**GIVEN EXERCISE 1:**
Copy the following records word for word, beginning at the line that contains "of the sail" and ending with the last line of the records.

**EXTRACT TO READ:**
━━━━

It was recalled that the electromigration activation energy in multi-grained lines was often about 2 times lower than that for grain-boundary diffusion, while the pre-exponential factor in the electromigration rate expression was several orders of magnitude smaller than that which was characteristic of electromigration along grain boundaries. By analyzing published data (especially on drift velocities) it was shown that grain boundaries were the most likely major electromigration diffusion pathways in Cu interconnects. On the basis of recent advances in the theory of grain-boundary grooving with an arbitrary grain-boundary flux, and by using a specific model which applied the general theory to electromigration, the major features of electromigration in Cu were explained in terms of the extension of slit-like grooves along the interconnect line; followed by their merging. Upon incorporating the electromigration activation energy that had been reported for pure Cu into the model, it was concluded that surface diffusion along freshly created groove walls was slow; with an activation energy of more than 2eV. It was thought that this was probably due to trace surface contaminants. This added a new key element to the grain-boundary grooving model, in which surface diffusion acted as a so-called healing mechanism rather than as an independent pathway that was parallel to the grain-boundary diffusion. By using empirical surface diffusion parameters for Cu, it was possible to rationalize the main features of Cu electromigration behavior which had been reported. Such features included the values of the electromigration frequency factors, the island-like morphology of the electromigration displacement region, the current density exponent, and the cause of the effect of Sn upon the electromigration parameters. It was concluded that the full advantages of Cu could be obtained if trace contaminants, which were responsible for suppressing diffusion along freshly created surfaces, were identified and eliminated. This was expected to allow unalloyed multi-grained Cu interconnects to have an electromigration resistance that was 4 orders of magnitude larger than that of Al-2%Cu at 100C.

━━━━

**INPUT ROWS:**
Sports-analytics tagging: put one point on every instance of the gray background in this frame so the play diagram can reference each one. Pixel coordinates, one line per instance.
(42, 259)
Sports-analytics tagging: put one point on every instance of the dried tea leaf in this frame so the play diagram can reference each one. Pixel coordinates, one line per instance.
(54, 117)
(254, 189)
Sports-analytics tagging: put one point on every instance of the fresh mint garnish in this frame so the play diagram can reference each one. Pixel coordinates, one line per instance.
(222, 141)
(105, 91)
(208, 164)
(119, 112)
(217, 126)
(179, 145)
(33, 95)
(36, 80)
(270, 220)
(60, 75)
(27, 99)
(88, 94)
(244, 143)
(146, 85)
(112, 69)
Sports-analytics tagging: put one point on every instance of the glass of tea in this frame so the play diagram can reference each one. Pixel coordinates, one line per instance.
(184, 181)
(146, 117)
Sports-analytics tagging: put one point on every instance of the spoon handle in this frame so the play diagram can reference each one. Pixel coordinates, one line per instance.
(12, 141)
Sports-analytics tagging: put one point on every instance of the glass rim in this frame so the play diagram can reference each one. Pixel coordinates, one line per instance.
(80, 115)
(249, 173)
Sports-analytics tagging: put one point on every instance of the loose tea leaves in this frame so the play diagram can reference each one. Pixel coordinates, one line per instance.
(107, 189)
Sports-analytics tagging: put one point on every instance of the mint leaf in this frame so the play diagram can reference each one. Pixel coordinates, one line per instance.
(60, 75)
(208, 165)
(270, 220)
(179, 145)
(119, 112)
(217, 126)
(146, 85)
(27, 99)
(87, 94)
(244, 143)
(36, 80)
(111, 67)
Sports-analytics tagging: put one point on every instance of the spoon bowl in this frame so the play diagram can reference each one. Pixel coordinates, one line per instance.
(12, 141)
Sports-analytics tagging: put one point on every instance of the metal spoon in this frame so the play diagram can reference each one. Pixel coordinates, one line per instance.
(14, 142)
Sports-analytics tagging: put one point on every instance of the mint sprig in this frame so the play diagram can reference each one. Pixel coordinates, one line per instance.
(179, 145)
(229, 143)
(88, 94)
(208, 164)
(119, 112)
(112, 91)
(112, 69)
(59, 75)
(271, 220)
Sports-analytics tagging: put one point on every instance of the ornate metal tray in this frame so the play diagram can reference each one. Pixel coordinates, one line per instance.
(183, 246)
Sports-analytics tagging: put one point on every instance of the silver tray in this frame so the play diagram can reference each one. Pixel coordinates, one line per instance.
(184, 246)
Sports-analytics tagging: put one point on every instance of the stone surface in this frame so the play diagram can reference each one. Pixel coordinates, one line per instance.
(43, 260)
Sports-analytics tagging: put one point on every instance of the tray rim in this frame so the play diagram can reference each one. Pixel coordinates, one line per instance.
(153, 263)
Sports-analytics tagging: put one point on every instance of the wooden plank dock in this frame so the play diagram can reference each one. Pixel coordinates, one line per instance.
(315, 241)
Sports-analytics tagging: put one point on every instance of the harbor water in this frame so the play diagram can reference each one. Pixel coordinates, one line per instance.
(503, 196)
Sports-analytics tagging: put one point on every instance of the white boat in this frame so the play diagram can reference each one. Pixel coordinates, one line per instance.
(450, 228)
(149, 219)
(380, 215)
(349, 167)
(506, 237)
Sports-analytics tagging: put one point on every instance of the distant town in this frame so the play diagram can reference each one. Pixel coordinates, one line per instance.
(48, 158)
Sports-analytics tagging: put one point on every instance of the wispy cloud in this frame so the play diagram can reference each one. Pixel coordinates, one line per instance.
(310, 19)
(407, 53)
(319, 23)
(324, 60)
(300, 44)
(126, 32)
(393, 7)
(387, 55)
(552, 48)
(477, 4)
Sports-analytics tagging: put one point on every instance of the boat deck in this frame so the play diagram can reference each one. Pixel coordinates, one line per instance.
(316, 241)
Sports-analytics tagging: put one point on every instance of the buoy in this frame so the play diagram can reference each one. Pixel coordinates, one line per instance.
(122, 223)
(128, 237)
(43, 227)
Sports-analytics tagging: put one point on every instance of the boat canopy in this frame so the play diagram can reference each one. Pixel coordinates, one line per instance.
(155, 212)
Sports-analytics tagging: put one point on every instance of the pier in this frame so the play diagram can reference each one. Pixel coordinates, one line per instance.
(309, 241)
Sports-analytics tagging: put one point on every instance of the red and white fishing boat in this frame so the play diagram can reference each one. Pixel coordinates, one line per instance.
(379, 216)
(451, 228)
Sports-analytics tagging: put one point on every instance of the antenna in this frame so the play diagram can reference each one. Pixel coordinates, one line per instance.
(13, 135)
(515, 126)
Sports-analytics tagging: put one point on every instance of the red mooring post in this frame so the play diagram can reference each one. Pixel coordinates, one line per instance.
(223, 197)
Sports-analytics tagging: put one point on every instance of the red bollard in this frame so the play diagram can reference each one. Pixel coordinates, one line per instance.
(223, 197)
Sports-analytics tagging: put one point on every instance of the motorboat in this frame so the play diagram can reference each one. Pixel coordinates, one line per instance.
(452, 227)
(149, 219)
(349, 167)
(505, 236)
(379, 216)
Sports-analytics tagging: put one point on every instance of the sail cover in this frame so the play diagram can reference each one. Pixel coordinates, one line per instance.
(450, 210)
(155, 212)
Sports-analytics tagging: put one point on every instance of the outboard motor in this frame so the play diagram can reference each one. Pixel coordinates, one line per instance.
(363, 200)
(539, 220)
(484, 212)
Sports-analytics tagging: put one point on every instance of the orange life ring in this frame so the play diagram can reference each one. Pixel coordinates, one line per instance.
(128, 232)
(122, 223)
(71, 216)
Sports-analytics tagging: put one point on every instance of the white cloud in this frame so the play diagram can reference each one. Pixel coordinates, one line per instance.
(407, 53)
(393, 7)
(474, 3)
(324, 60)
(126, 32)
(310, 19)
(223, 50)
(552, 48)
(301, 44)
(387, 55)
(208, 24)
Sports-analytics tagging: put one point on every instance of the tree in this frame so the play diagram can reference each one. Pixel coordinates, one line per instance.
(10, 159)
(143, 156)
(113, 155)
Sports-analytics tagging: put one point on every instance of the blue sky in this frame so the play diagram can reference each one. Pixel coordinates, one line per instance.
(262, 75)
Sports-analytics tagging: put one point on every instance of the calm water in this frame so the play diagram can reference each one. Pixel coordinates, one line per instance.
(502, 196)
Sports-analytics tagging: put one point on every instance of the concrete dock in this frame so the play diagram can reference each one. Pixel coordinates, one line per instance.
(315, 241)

━━━━

**GIVEN EXERCISE 2:**
The passage on electromigration in copper interconnects names several features of Cu electromigration behavior that the model could rationalize. List every one of them.

**WORKED ANSWER 1:**
Sports-analytics tagging: put one point on every instance of the sail cover in this frame so the play diagram can reference each one. Pixel coordinates, one line per instance.
(450, 210)
(155, 212)
Sports-analytics tagging: put one point on every instance of the outboard motor in this frame so the play diagram can reference each one. Pixel coordinates, one line per instance.
(363, 200)
(539, 220)
(484, 212)
Sports-analytics tagging: put one point on every instance of the orange life ring in this frame so the play diagram can reference each one. Pixel coordinates, one line per instance.
(128, 232)
(122, 223)
(71, 216)
Sports-analytics tagging: put one point on every instance of the white cloud in this frame so the play diagram can reference each one. Pixel coordinates, one line per instance.
(407, 53)
(393, 7)
(474, 3)
(324, 60)
(126, 32)
(310, 19)
(223, 50)
(552, 48)
(301, 44)
(387, 55)
(208, 24)
Sports-analytics tagging: put one point on every instance of the tree in this frame so the play diagram can reference each one. Pixel coordinates, one line per instance.
(10, 159)
(143, 156)
(113, 155)
Sports-analytics tagging: put one point on every instance of the blue sky in this frame so the play diagram can reference each one. Pixel coordinates, one line per instance.
(262, 75)
Sports-analytics tagging: put one point on every instance of the calm water in this frame so the play diagram can reference each one. Pixel coordinates, one line per instance.
(502, 196)
Sports-analytics tagging: put one point on every instance of the concrete dock in this frame so the play diagram can reference each one. Pixel coordinates, one line per instance.
(315, 241)

**WORKED ANSWER 2:**
- The values of the electromigration frequency factors
- The island-like morphology of the electromigration displacement region
- The current density exponent
- The cause of the effect of Sn upon the electromigration parameters